» **READING TEXT**:
>> start

National Public Radio Gets It on Absent Dads

July 13, 2014 by Robert Franklin, Esq.

The news media get so much wrong about fathers, families and children, it’s always nice when they get it right as National Public Radio did here (NPR, 7/8/14). Now, there are certainly some things amiss with the article, but, on par, it’s a pretty fair piece of work.

Nominally, it’s about a program in Ohio to connect fathers, particularly unmarried ones, with their children. Of course, we’ve seen such articles in the past, and they tend to run to form. So do the programs they deal with. The usual theme goes something like this: “Fathers are important to children. Please pat us on the back for mentioning the fact. Fathers need to be more responsible and take part in raising their kids. Here’s a program to attempt to do that.”

All of that is fine as far as it goes, which is not very. What those articles invariably lack is any sense – and any information – about the many obstacles our laws and customs place between fathers and their kids. So, they seldom mention family courts that remove fathers from children’s lives via custody orders and then refuse to enforce even the meager visitation they give dads. Gone from those articles is any mention of paternity fraud, draconian child support laws, adoption laws whose sole aim is to cut fathers out of the process of transferring his child to strangers, child protection agencies that prefer foster care to father care, maternal gatekeeping, pop culture that routinely depicts dads as incompetent, boorish and violent, etc.

The irony is palpable. Those articles upbraid fathers for their supposed irresponsibility, but are themselves too irresponsible to notice any of the many ways we prevent even the best dad from caring for his child.

To its great credit, the NPR piece is not like that. Indeed, it actually gets to the heart of the matter. It makes that rarest of efforts – to view fathers as people.

“None of my friends are married,” says 26-year-old Brittiny Spears, who lives with her 4-year-old daughter in a cramped public housing project in Mansfield, Ohio. Spears laments that her daughter barely knows her father but says she had good reason to turn down his marriage proposal. For one, she wasn’t “die-hard in love” with him. For another, she says the man had no job or ambition, even after they became parents.

>> end

» **GIVEN INSTRUCTION**:
Decide whether each statement below agrees with the text on absent dads, answering yes or no and quoting the words of the text that settle it.
1. The NPR article concerns an Ohio program linking fathers with their children.
2. Brittiny Spears accepted the marriage proposal from her daughter's father.
3. The writer finds nothing wrong with the NPR article.

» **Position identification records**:

>> start

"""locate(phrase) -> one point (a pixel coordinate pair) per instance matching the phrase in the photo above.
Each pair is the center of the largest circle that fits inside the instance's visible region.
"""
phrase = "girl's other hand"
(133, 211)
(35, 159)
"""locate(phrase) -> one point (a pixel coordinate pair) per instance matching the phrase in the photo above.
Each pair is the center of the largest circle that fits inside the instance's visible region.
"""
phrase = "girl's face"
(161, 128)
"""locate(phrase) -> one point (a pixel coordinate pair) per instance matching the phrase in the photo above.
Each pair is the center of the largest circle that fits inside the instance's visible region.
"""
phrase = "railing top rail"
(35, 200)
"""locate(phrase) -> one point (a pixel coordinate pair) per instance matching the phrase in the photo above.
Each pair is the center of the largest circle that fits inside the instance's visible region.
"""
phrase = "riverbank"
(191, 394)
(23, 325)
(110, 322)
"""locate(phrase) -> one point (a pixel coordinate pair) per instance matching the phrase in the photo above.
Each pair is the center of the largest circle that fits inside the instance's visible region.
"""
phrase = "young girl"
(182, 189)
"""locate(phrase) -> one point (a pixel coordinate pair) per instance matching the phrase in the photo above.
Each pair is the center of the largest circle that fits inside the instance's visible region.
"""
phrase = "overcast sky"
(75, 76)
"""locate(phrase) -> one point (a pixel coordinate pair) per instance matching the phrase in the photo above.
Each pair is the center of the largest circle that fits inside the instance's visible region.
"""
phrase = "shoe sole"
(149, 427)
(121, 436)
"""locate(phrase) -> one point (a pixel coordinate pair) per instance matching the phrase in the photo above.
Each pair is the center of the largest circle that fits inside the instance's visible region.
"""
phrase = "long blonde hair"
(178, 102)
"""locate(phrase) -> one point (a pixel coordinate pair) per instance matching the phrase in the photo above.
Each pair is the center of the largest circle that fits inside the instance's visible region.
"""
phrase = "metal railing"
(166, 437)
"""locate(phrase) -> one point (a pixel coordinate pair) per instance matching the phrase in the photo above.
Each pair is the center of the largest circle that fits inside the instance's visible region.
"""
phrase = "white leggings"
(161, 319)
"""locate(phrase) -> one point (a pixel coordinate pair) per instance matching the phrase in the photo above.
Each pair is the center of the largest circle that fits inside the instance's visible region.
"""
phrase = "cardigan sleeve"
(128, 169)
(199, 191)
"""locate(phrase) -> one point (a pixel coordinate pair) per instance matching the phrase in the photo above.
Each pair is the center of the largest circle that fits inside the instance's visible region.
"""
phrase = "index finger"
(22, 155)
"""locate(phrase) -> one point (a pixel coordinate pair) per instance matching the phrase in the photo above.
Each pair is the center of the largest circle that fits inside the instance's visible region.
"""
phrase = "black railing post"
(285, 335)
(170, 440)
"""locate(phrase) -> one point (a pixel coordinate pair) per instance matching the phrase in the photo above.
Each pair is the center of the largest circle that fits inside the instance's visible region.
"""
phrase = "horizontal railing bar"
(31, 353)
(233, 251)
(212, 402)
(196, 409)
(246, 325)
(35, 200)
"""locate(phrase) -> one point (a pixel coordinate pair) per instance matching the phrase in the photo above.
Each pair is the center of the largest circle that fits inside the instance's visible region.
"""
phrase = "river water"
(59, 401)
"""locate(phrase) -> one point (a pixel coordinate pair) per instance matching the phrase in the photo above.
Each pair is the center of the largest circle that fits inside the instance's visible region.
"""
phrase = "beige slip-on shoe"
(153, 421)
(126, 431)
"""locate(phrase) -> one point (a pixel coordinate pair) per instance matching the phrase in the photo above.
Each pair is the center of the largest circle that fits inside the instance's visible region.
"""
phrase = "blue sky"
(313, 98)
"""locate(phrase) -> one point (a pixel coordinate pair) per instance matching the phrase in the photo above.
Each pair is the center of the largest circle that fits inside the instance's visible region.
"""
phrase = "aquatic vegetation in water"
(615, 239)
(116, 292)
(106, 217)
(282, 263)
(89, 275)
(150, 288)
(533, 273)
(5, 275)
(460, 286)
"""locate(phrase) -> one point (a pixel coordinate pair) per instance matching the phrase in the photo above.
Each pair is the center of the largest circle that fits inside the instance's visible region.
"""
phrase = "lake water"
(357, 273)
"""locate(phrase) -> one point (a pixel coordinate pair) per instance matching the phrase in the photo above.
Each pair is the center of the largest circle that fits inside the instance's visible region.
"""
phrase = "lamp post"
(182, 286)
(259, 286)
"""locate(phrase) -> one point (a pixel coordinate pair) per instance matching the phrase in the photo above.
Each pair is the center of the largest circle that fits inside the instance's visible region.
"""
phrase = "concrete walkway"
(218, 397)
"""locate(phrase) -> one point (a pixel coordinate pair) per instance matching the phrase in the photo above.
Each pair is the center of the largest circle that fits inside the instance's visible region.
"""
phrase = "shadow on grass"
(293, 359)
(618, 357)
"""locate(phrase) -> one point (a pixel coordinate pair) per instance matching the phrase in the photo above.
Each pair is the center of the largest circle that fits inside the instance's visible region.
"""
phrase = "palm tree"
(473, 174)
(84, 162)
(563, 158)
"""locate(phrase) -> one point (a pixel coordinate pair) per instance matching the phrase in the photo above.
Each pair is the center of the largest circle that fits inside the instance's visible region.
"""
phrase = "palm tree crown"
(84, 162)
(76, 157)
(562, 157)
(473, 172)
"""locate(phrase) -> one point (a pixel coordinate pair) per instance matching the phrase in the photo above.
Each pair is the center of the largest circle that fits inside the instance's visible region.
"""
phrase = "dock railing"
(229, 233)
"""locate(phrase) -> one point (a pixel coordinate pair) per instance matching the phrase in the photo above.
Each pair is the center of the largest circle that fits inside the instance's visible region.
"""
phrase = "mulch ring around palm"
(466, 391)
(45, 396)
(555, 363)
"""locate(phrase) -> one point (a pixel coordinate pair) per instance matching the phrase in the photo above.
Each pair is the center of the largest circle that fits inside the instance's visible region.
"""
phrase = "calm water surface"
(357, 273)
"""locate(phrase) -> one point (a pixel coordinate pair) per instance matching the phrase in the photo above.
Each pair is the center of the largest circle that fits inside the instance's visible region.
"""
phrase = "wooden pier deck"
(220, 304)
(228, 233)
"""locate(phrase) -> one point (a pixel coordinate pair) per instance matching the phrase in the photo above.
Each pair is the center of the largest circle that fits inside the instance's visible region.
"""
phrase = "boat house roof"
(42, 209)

>> end

» **SOLUTION FOR THIS PROBLEM**:
1. Yes: "Nominally, it’s about a program in Ohio to connect fathers, particularly unmarried ones, with their children."
2. No: "she had good reason to turn down his marriage proposal."
3. No: "Now, there are certainly some things amiss with the article"